### YOUR GOAL
Rewrite the records from the line that has "Target: woman's dark wavy hair" through the final line, replacing "black" with "charcoal" and keeping everything else the same.
+ + + +
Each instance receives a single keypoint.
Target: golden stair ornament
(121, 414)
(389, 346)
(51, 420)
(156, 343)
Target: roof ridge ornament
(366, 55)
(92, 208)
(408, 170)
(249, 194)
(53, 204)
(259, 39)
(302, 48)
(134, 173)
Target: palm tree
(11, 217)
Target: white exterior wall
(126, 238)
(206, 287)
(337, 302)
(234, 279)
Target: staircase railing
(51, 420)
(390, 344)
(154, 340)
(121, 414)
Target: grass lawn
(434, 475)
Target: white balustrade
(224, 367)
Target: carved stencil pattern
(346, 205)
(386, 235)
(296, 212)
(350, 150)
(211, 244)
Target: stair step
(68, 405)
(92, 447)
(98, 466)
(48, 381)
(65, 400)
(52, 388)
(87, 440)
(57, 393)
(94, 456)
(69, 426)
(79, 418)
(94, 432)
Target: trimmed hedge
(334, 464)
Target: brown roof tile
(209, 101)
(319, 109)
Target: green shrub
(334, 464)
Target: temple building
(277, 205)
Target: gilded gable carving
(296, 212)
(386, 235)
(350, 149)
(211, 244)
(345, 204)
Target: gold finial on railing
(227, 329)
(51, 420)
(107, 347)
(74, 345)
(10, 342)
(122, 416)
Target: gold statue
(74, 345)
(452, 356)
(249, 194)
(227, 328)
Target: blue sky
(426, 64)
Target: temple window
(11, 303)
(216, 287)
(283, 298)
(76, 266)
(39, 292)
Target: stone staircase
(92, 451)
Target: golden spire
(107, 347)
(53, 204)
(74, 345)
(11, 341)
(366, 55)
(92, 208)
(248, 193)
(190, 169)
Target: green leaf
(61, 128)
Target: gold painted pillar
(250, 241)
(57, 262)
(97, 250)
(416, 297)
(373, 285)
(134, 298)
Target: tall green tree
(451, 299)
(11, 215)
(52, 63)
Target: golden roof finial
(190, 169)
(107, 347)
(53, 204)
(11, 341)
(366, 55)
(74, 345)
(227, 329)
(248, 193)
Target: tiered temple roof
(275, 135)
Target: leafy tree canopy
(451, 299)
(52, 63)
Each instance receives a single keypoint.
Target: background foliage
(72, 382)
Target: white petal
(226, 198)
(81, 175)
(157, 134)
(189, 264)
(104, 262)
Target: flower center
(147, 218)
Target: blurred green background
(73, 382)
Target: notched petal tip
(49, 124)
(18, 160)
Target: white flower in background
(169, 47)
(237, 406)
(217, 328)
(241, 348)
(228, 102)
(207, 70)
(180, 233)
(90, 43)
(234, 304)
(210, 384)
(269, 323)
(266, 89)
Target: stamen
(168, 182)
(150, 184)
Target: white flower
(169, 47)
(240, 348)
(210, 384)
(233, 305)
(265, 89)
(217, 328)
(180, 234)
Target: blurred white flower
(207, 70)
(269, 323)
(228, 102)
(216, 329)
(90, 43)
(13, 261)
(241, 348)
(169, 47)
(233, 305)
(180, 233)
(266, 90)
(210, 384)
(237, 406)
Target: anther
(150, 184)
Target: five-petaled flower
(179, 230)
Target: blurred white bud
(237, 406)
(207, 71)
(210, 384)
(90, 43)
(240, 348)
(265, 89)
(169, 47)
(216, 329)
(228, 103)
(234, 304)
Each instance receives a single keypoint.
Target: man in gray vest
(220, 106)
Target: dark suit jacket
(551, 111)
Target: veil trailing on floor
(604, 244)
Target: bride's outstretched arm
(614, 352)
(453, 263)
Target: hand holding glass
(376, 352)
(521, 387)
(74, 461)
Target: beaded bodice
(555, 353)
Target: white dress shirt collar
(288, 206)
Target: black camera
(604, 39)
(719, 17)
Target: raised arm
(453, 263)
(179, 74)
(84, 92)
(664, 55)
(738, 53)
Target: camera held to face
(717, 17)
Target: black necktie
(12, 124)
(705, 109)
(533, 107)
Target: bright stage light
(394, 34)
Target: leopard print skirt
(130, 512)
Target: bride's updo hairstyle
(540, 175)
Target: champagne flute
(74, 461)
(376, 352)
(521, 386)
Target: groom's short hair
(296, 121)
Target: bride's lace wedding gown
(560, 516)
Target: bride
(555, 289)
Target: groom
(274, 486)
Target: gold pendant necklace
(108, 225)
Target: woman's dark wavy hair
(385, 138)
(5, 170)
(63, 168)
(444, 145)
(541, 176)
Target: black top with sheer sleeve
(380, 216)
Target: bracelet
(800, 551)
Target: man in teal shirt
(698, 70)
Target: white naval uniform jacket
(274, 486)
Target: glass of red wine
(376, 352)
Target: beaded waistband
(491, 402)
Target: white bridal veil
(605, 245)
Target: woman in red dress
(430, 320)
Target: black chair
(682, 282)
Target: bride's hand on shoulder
+ + + +
### SOLUTION FOR THIS PROBLEM
Target: woman's dark wavy hair
(385, 138)
(5, 170)
(63, 168)
(444, 145)
(541, 176)
Target: charcoal top with sheer sleeve
(380, 216)
Target: bracelet
(800, 551)
Target: man in teal shirt
(698, 70)
Target: white naval uniform jacket
(274, 486)
Target: glass of red wine
(376, 352)
Target: beaded waistband
(491, 402)
Target: white bridal veil
(605, 245)
Target: woman in red dress
(430, 320)
Target: charcoal chair
(682, 282)
Target: bride's hand on shoulder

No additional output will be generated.